Below are records that contain pictures; transcribe the text exactly and omit the pictures.

RECORDS FOR THIS EXERCISE START

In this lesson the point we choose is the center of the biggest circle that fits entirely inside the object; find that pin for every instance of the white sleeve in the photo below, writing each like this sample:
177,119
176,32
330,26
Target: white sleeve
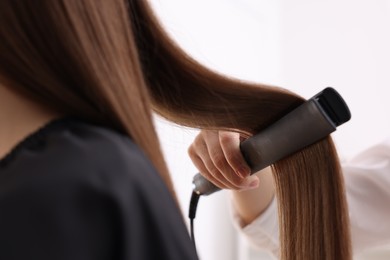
263,232
367,180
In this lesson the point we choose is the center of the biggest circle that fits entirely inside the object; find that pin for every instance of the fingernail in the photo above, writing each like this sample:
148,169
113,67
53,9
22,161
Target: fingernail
254,184
251,182
243,172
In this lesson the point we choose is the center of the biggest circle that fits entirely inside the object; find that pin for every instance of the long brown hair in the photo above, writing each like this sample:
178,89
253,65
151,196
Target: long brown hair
111,62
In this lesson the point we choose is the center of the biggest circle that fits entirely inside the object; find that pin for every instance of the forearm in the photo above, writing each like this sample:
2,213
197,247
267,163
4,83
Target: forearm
250,204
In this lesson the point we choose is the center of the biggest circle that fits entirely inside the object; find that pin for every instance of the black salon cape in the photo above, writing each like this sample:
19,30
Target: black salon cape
77,191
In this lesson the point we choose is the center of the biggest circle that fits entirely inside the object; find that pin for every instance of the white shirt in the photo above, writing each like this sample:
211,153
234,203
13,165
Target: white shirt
367,180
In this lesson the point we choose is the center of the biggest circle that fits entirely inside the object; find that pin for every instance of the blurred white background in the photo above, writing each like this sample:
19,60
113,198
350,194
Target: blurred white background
301,45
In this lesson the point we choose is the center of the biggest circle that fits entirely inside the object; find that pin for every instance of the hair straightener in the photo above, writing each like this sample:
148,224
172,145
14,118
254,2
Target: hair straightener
307,124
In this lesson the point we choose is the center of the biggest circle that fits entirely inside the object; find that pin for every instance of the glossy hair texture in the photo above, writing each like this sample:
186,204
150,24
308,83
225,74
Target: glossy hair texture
111,62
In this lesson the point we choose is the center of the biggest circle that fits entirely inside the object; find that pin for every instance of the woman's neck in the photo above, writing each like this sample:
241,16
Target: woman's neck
19,117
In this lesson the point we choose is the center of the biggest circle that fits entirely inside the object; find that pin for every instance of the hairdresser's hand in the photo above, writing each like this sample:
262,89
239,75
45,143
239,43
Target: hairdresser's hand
218,158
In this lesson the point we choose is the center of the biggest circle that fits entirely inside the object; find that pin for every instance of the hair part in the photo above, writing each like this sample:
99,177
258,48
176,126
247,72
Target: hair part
111,62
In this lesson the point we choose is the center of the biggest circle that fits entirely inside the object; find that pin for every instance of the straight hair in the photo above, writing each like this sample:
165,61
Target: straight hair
111,62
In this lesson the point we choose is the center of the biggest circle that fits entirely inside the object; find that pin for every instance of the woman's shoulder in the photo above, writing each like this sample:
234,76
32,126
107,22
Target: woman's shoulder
72,152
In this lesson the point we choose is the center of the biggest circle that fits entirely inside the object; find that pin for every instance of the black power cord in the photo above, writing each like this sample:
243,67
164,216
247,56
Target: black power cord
192,213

RECORDS FOR THIS EXERCISE END

• EXPECTED ANSWER:
In this lesson the point we choose is the center of the biggest circle that fits entirely inside the object; find that pin for every instance of the white sleeve in the photo below, writing each like this sample:
177,119
176,32
330,26
Target: white sleeve
263,232
367,180
In this lesson the point we choose is the center of the biggest circle that fits entirely inside the object; find that pin for every instance of the fingernail in the photo above, writing each like this sample:
148,169
113,67
53,9
22,161
Target: fingernail
254,184
251,182
243,172
In this lesson the point we choose is the center of the biggest circle that fits entirely inside the object; find that pin for every instance of the long brown hair in the photo above, writing each like this sample:
178,89
253,65
151,196
Target: long brown hair
111,62
In this lesson the point we choose is the center of the biggest circle that fits entirely inside the object; find that pin for every instance of the forearm in the photo above, writing each like this sample:
2,213
197,247
267,163
4,83
Target: forearm
250,204
In this lesson the point we choose is the center of the biggest circle that fits entirely inside the object; find that pin for every instance of the black salon cape in the photo above, writing each like this sample:
19,30
Target: black salon cape
77,191
In this lesson the point we choose is the center of the biggest circle that fits entirely inside the object; find that pin for every instance of the white shirt in the photo above, writing each like this sample:
211,153
234,203
13,165
Target: white shirt
367,180
In this lesson the point we choose is the center of the biggest circle that fits entirely inside the object; find that pin for every instance of the blurred white background in the photo above, writing each like this sample:
19,60
113,198
350,194
Target: blurred white background
301,45
In this lesson the point we choose is the center of the biggest circle that fits entirely inside the object; find that pin for every instance of the hair straightener in the photo above, writing each like this sample:
148,224
172,145
14,118
254,2
Target: hair straightener
307,124
In this lesson the point we choose is the center of the biggest circle that fits entirely inside the object; find that pin for every instance of the glossy hair texture in the photo above, writing each like this sample:
186,204
150,24
308,83
225,74
Target: glossy hair texture
111,62
In this lesson the point we choose is the center of the biggest circle that fits entirely inside the object; find that pin for every instance of the woman's neck in the photo above, writing each like this sample:
241,16
Target: woman's neck
19,117
In this lesson the point we choose is the center of the biggest circle that fits entirely inside the object; find that pin for every instance of the hairdresser's hand in the photo above, writing each like this sample:
262,89
239,75
45,143
239,43
Target: hairdresser's hand
218,158
In this lesson the point we choose is the center of the biggest circle that fits entirely inside the object; find that pin for every instance of the hair part in the photo above, writing each like this sample:
99,177
258,48
176,126
247,72
Target: hair part
111,62
In this lesson the point we choose is the center of the biggest circle that fits entirely inside the object; find that pin for every instance of the straight hair in the photo above, writing each like this sample:
165,61
Target: straight hair
111,62
In this lesson the point we choose is the center of the biggest circle that fits entirely inside the object; find that pin for every instance of the woman's shoulder in the photo above, writing each like this sample:
234,76
32,126
107,22
Target: woman's shoulder
72,152
In this lesson the point we choose is the center of the biggest circle that fits entirely inside the object; find that pin for every instance of the black power cord in the photo above, writing each like this sample:
243,67
164,216
247,56
Target: black power cord
192,213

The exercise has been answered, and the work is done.